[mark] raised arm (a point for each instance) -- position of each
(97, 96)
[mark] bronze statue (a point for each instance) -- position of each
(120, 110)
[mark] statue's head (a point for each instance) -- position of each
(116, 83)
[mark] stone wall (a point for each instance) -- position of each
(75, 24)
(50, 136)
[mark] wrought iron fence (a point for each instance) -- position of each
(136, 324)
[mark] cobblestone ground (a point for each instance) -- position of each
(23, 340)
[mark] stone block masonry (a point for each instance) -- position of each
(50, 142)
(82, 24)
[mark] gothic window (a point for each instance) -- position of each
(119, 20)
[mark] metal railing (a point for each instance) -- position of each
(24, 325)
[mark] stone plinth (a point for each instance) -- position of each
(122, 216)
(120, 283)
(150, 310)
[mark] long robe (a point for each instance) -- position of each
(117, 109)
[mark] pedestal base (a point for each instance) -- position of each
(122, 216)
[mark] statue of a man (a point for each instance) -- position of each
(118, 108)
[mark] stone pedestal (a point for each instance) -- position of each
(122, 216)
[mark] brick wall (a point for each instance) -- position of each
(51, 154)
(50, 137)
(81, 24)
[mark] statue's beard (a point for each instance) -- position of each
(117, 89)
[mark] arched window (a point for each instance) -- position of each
---
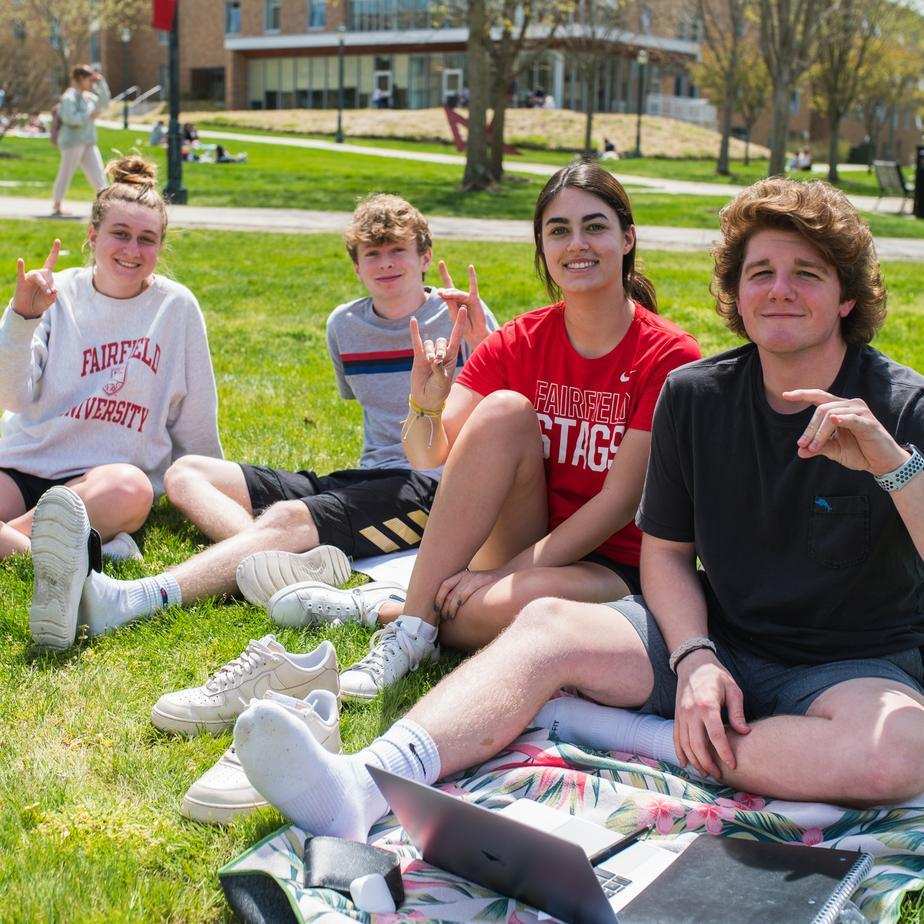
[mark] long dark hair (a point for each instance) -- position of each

Task to complete:
Reproduce exactly the section above that begins at the line containing "[mark] gothic window" and ends at the line containing "[mark] arched window", leaving out all other lines.

Solution for this exercise:
[mark] gothic window (a point for each instance) -- position of each
(119, 20)
[mark] metal railing (a point for each instance) -- position of each
(24, 325)
[mark] stone plinth (a point for each instance) -- position of each
(122, 216)
(120, 283)
(150, 310)
[mark] long robe (a point for each instance) -- position of each
(117, 109)
[mark] pedestal base (a point for each instance) -- position of each
(122, 216)
[mark] statue of a man (a point for each instance) -- position of each
(118, 108)
[mark] stone pedestal (a point for each instance) -- position of each
(122, 216)
[mark] brick wall (a point for each instance) -- position of each
(51, 154)
(50, 137)
(81, 24)
[mark] statue's beard (a point for each instance) -- position of each
(117, 89)
[mark] arched window (a point for each instance) -- position of each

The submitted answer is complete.